** Information follows **
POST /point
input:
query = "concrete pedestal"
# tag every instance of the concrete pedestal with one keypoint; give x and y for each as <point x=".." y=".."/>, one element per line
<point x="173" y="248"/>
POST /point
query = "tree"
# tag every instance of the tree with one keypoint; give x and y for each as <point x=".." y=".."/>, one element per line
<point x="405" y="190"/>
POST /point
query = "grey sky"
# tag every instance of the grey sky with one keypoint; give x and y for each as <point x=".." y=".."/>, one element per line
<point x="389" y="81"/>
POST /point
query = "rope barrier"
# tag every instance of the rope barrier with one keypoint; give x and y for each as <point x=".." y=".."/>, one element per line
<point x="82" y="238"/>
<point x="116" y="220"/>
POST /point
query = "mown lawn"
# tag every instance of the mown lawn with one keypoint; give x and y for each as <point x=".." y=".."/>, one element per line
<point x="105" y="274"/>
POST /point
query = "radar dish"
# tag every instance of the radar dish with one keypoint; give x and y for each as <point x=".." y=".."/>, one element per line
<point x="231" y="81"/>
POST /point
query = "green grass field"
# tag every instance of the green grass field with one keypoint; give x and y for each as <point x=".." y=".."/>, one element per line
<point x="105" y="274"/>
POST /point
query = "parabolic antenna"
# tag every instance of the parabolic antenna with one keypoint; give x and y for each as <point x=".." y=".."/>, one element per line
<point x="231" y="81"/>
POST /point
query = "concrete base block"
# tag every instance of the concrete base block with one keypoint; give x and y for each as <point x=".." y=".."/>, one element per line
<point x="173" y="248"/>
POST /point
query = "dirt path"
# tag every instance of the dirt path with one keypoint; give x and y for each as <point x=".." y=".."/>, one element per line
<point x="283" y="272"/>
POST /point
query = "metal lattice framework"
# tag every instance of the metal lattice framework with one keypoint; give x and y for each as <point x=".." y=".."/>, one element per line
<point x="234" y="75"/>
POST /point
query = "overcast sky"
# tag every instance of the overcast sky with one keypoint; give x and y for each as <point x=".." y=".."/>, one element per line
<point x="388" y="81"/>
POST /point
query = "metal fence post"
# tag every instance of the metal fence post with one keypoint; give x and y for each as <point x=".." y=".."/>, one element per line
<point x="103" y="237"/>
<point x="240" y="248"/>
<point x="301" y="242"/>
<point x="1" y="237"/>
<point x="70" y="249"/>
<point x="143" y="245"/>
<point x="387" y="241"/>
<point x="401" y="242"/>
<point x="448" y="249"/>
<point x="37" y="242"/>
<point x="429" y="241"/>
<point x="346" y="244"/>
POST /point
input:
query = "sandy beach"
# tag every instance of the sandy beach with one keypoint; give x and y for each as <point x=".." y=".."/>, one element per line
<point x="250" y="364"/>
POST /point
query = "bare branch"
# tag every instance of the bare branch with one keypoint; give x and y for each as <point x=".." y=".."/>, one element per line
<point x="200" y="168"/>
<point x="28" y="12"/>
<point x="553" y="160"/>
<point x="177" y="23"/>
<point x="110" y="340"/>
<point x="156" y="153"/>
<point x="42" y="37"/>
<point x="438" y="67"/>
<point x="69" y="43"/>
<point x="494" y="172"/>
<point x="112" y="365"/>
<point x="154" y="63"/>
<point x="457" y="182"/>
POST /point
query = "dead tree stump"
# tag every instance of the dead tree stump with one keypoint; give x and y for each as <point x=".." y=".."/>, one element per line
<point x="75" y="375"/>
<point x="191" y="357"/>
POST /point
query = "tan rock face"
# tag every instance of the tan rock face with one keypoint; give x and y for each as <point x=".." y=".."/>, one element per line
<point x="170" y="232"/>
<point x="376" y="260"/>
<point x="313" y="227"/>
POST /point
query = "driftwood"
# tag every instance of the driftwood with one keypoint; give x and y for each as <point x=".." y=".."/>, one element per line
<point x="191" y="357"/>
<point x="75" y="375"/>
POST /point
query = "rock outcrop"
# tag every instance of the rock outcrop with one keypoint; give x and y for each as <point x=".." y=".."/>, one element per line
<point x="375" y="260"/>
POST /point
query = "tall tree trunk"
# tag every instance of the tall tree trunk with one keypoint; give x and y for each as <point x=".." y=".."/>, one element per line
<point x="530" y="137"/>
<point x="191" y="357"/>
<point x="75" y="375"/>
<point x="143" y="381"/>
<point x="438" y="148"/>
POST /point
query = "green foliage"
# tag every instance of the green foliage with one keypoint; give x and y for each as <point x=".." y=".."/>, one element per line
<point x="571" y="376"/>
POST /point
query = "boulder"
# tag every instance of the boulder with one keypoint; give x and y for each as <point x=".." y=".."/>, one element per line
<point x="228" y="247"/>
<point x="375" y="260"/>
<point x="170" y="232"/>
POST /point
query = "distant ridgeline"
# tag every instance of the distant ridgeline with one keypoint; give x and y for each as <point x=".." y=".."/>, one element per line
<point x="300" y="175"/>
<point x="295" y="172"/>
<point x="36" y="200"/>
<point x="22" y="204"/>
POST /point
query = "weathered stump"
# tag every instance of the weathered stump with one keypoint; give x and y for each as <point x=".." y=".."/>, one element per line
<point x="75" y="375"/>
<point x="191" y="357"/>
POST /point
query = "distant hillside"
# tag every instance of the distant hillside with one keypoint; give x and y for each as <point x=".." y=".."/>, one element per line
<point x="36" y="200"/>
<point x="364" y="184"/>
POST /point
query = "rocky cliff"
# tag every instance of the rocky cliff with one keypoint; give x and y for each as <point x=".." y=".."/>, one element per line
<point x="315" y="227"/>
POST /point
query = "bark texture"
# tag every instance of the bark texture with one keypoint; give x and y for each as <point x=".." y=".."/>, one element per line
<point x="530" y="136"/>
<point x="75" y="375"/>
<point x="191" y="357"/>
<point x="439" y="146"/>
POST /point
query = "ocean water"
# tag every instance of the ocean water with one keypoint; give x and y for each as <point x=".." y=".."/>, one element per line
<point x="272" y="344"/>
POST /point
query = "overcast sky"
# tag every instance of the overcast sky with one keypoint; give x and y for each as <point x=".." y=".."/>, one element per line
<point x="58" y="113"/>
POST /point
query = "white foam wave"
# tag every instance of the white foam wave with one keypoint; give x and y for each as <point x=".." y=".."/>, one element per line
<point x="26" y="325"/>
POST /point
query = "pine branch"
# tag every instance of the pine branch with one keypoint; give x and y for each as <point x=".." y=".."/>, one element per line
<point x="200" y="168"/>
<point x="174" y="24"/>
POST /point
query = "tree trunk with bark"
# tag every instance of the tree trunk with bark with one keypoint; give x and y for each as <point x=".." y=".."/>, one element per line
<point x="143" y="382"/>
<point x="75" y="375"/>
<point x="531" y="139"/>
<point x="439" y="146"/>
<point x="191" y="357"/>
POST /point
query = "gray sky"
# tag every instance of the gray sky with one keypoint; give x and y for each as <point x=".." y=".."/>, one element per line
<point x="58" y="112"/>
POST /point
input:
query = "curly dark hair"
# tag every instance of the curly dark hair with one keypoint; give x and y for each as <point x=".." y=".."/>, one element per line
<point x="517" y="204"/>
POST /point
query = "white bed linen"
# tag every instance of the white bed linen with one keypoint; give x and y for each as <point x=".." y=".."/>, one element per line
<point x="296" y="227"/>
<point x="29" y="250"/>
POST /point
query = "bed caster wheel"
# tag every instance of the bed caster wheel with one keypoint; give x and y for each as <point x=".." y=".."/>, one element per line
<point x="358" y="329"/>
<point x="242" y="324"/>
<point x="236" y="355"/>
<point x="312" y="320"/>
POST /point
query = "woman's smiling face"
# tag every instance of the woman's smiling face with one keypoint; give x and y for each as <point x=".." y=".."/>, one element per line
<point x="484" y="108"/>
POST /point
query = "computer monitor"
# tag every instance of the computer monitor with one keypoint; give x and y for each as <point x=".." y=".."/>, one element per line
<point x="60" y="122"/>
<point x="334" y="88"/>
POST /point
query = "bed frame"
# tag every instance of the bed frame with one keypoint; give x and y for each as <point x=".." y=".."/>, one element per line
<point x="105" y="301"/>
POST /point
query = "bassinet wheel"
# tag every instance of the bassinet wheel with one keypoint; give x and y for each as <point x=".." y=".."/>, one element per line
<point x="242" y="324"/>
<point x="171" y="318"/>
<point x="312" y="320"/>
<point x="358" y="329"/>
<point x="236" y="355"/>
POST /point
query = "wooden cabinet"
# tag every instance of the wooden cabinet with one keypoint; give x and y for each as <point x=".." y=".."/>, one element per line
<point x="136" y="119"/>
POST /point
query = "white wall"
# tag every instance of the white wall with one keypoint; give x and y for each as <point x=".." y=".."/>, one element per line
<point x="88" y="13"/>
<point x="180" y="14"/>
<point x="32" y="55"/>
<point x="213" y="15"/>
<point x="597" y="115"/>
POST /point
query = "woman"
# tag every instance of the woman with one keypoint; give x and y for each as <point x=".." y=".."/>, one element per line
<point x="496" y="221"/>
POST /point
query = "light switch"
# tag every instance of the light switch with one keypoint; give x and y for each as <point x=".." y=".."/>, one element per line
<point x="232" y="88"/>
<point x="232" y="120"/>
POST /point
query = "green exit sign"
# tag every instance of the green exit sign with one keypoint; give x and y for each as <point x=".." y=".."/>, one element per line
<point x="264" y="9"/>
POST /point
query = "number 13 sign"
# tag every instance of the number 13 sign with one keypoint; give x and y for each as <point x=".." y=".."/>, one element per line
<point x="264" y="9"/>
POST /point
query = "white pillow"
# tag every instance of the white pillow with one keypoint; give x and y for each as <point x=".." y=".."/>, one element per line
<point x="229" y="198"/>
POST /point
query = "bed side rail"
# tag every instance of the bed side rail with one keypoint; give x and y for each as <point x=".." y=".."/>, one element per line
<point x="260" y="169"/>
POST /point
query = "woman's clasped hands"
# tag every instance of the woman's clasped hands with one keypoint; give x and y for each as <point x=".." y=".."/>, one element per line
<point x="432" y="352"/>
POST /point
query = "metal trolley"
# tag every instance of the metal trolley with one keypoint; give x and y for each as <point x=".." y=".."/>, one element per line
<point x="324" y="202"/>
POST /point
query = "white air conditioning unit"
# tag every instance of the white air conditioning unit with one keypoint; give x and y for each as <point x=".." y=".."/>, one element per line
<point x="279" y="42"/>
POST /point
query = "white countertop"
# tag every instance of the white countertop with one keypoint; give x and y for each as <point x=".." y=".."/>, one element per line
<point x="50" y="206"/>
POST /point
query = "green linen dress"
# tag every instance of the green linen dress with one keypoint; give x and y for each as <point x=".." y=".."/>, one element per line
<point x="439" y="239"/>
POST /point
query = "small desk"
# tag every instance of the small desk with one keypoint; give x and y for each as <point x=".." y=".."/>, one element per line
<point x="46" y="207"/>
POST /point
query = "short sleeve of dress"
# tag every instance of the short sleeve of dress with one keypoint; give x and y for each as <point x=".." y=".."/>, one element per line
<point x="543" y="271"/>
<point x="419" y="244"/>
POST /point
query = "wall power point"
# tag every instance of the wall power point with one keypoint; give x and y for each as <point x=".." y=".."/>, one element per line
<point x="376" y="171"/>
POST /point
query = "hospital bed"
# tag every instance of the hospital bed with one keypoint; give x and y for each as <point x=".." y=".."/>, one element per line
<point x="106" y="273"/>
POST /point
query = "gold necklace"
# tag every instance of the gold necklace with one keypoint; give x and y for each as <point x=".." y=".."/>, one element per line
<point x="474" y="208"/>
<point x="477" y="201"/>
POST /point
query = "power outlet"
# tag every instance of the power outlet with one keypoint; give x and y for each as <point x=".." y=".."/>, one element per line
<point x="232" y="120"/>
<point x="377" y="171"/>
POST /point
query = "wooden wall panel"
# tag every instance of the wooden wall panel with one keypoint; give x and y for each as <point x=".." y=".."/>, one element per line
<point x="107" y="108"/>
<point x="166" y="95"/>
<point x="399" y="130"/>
** End of Information **
*About this task:* Each line from the one that contains "# tag every instance of the wall" to the end of the data should be set down exactly, both ends included.

*Answer to this problem:*
# tag every instance of the wall power point with one keypoint; give x and y for each as <point x=".." y=".."/>, one element per line
<point x="376" y="171"/>
POST /point
query = "hospital bed"
# tag every instance of the hospital bed with one keypoint; give x and y for each as <point x=".." y=".."/>, one element per line
<point x="106" y="273"/>
POST /point
query = "gold necklace"
# tag every instance of the gold necklace with one keypoint; give x and y for each as <point x=".." y=".."/>, one element per line
<point x="474" y="208"/>
<point x="477" y="201"/>
POST /point
query = "power outlet"
# tag every instance of the power outlet with one keypoint; give x and y for each as <point x=".." y=".."/>, one element per line
<point x="232" y="120"/>
<point x="377" y="171"/>
POST /point
query = "wooden wall panel"
# tag every instance of the wooden wall panel with one keypoint; give x and y for each as <point x=".." y=".."/>, one element per line
<point x="107" y="108"/>
<point x="166" y="95"/>
<point x="399" y="130"/>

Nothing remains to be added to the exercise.